Task directions:
Print every one of the records below word for word, keeping them in the same order.

--- Start Source material ---

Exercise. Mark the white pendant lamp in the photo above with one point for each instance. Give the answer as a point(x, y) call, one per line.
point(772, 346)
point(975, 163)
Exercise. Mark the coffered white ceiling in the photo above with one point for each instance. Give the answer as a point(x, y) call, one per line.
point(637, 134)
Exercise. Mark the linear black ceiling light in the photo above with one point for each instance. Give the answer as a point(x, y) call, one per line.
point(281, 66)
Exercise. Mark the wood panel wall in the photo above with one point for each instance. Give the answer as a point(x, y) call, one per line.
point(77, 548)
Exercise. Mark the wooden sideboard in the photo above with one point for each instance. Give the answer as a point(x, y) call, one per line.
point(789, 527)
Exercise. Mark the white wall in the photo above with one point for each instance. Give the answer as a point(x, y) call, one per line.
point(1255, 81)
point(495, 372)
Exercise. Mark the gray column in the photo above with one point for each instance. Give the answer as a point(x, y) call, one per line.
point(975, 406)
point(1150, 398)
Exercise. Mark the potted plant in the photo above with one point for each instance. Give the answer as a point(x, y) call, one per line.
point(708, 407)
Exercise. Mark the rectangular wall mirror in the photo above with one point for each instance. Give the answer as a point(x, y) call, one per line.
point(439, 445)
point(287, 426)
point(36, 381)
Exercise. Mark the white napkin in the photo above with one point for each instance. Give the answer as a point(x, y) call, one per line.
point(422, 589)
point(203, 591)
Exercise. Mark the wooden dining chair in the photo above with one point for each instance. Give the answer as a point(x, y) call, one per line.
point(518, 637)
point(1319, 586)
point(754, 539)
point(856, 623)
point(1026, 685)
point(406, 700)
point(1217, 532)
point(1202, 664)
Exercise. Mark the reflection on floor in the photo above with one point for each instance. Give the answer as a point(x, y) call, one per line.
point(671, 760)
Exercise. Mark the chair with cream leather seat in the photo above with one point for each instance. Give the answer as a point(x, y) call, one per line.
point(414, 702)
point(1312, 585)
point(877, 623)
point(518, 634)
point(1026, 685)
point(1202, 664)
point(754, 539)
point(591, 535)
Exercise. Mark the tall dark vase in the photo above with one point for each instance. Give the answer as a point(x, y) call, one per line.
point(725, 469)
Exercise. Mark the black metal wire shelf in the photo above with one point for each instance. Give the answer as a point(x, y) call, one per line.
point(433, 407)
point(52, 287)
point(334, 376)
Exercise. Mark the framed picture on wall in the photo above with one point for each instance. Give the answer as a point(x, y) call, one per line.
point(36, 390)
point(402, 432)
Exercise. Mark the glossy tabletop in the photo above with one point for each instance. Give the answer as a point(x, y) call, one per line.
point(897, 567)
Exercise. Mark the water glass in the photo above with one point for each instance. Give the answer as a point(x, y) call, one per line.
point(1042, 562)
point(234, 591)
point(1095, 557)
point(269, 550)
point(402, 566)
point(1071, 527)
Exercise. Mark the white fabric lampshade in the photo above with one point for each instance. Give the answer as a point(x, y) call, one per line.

--- End Source material ---

Exercise output:
Exercise. Mark the white pendant lamp in the photo above with one point for each instance. Give the answer as a point(x, y) call, one per line.
point(772, 346)
point(975, 163)
Exercise. Mark the coffered white ceiling in the photo above with one point for each instance. Give the answer as a point(x, y) call, one per line.
point(637, 134)
Exercise. Mark the linear black ceiling light in the photo above with one point for each instance. Give the answer as a point(x, y) call, one per line.
point(281, 66)
Exercise. Mark the wood panel wall in the photo above with one point for each instance. Give the answer as a point(x, y) call, one per line.
point(77, 548)
Exercise. Mark the wooden sideboard in the photo above with one point for each instance. Give the answer as a point(x, y) call, one per line.
point(789, 527)
Exercise. Mark the white wall in the photo above with one point for each instance. Give the answer as a point(x, y) call, one per line.
point(1255, 81)
point(495, 372)
Exercise. Mark the gray column in the photo above with one point for each instance. Give the answer as a point(x, y) call, one per line.
point(975, 406)
point(1150, 398)
Exercise. Mark the potted plant in the photo above with one point for each instance. Give the answer as a point(x, y) call, one per line.
point(708, 407)
Exercise. Mark the rectangular wall mirror in the photo above with one point for each instance. Give the answer as a point(x, y) call, one per line.
point(439, 445)
point(287, 426)
point(36, 381)
Exercise. Mark the white napkin in the photo above with one point for each instance. Give the answer as a point(x, y) call, one per line.
point(422, 589)
point(203, 591)
Exercise. Mark the wooden dining chair in the photo above with one point for each instance. Give the answer as a point(x, y) call, one per line.
point(518, 637)
point(1319, 586)
point(754, 539)
point(856, 623)
point(1026, 685)
point(406, 700)
point(1217, 532)
point(1202, 664)
Exercise. Mark the reflection on floor in the photo above with one point for each instance. Give the answer as a point(x, y) call, one per line.
point(671, 760)
Exercise. Mark the chair with cream leather seat in the photo above with one point for each instance. Give the answer as a point(x, y) call, one per line.
point(414, 702)
point(1312, 585)
point(877, 623)
point(518, 634)
point(1026, 685)
point(1202, 664)
point(754, 539)
point(591, 535)
Exercise. Mark the tall dark vase in the photo above with one point for each instance. Give the answer as a point(x, y) call, one per line.
point(725, 469)
Exercise. Mark the black metal wire shelf in the photo above with one point for each instance. Give the answer as a point(x, y) call, one per line.
point(433, 407)
point(52, 287)
point(334, 376)
Exercise. Mark the framed picture on wall in the photo above with one point for each instance. Give the answer as a point(x, y) call, one per line.
point(36, 390)
point(402, 432)
Exercise. Mark the glossy tabletop in the photo above with one point for each instance. Give the answer as a point(x, y) call, one per line.
point(897, 567)
Exercise. Mark the water glass in the photo above with one point for each instance. Give the answer as a point(x, y) call, one per line.
point(1042, 562)
point(234, 591)
point(1095, 557)
point(269, 550)
point(402, 566)
point(1071, 527)
Exercise. Mark the white fabric lampshade in the photo above with one point for each instance. Give the answer as a point(x, y) call, one per line.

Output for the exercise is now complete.